**Exercise**
Print the listing that follows, character for character.

##### Records shown #####

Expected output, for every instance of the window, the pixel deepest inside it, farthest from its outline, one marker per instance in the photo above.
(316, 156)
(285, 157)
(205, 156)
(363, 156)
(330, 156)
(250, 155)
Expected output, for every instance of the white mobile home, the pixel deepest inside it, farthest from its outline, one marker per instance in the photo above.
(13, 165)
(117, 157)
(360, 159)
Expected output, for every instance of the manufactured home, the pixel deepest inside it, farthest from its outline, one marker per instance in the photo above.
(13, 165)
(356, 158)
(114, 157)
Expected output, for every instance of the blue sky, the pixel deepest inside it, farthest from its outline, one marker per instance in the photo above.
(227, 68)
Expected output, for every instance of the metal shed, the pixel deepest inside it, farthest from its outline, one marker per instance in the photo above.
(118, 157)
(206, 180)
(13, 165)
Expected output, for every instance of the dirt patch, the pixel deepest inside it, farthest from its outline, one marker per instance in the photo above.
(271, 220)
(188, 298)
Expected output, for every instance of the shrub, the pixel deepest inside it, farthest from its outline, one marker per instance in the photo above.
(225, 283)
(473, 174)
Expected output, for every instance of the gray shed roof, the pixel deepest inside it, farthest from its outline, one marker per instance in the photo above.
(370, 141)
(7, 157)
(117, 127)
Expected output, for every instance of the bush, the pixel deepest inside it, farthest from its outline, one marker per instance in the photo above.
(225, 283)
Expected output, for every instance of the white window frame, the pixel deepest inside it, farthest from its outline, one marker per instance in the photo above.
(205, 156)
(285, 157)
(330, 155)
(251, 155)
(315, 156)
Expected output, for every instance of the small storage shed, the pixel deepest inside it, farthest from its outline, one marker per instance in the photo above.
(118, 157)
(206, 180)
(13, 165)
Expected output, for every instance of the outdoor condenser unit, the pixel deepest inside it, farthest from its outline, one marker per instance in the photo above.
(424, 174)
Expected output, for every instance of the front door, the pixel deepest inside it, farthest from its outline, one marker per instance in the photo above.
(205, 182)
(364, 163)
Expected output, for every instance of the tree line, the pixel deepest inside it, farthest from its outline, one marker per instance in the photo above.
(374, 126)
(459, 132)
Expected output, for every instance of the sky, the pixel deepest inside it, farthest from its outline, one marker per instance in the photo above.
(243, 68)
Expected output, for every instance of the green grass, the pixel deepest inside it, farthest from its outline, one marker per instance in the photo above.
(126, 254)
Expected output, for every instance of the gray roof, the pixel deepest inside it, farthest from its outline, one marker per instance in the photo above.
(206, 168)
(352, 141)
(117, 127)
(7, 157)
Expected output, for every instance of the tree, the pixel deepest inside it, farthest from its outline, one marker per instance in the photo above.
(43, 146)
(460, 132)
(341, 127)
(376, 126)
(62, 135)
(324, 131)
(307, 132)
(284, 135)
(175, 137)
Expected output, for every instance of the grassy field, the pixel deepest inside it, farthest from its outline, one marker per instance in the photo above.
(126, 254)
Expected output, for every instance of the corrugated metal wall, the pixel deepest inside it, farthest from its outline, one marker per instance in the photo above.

#####

**Result for this task**
Expected output, for every instance of the window, the pixel deepest inside it, farthest from its outline, one marker per instance in the photo above.
(316, 156)
(285, 157)
(205, 156)
(363, 156)
(330, 156)
(250, 155)
Expected output, for every instance of the white mobile home, the pixel deepest inside it, farthest from its outline, one marker per instance in the photo above.
(13, 165)
(117, 157)
(360, 159)
Expected output, for every instance of the manufactured home, the pixel deepest inside it, farthest from its outline, one marker per instance in the photo above.
(13, 165)
(356, 158)
(114, 157)
Expected output, for every instance of the blue sky, the pixel deepest inside it, farthest from its outline, one marker per instance in the photo above.
(227, 68)
Expected output, for every instance of the metal shed, the pixel deepest inside it, farthest from its outline, one marker per instance in the photo above.
(118, 157)
(206, 180)
(13, 165)
Expected output, for every instance of the dirt patch, the pixel deepest inside it, farthest from its outline, one marker per instance in the photo above.
(271, 220)
(188, 298)
Expected output, for every instance of the shrub, the pixel deepest inside it, farthest from its outline, one marker per instance in the photo above.
(225, 283)
(473, 174)
Expected output, for every instance of the gray shed roof, the pixel deepest inside it, farthest from its outline, one marker per instance in the photo above.
(370, 141)
(7, 157)
(117, 127)
Expected output, for every instance of the bush, the pixel deepest inside it, farthest from its outline, one marker per instance in the photo above.
(225, 283)
Expected output, for every instance of the white window frame, the pixel deepest inside it, farthest from its outline, one marker per instance in the photo above.
(205, 156)
(285, 157)
(330, 155)
(251, 155)
(315, 156)
Expected output, for every instance of the small storage shed, the pixel deepest inside it, farthest from its outline, one marker per instance in the photo above.
(118, 157)
(206, 180)
(13, 165)
Expected output, for every instance of the outdoor condenser unit, the pixel deepest inside it, farthest from its outline, one marker per instance in the photo above.
(424, 174)
Expected output, for every instance of the front door, the pixel deepest inside it, farthest from its outline, one marker per instance in the photo above.
(205, 182)
(364, 163)
Expected output, for every instance of the tree line, the pixel deepest inside it, farthest from its outline, one marker per instance in the photo above.
(374, 126)
(459, 132)
Expected output, for every instance of the sky, the pixel deepest inside it, farthest from its outline, one marker per instance in the photo above.
(243, 68)
Expected output, for every instance of the green grass, the pixel deepest inside it, farthest from its outline, one marker per instance in the photo above.
(126, 254)
Expected output, for every instance of the gray roof, the pixel deepest inside it, farthest from its outline, one marker per instance in the photo above.
(206, 168)
(352, 141)
(117, 127)
(7, 157)
Expected output, for every instance of the tree, the pixel deepest inside it, farthest from its outline, one marker per instance in the photo above.
(43, 146)
(460, 132)
(341, 127)
(376, 126)
(62, 135)
(324, 131)
(307, 132)
(284, 135)
(175, 137)
Expected output, for every instance of the grassy field, the pixel deepest inside it, farthest from its outline, one marker per instance in the photo above.
(126, 254)
Expected output, for every instance of the corrugated metal wall, the pixel deepest inside it, farthest from its outline, one marker per instance in the photo above.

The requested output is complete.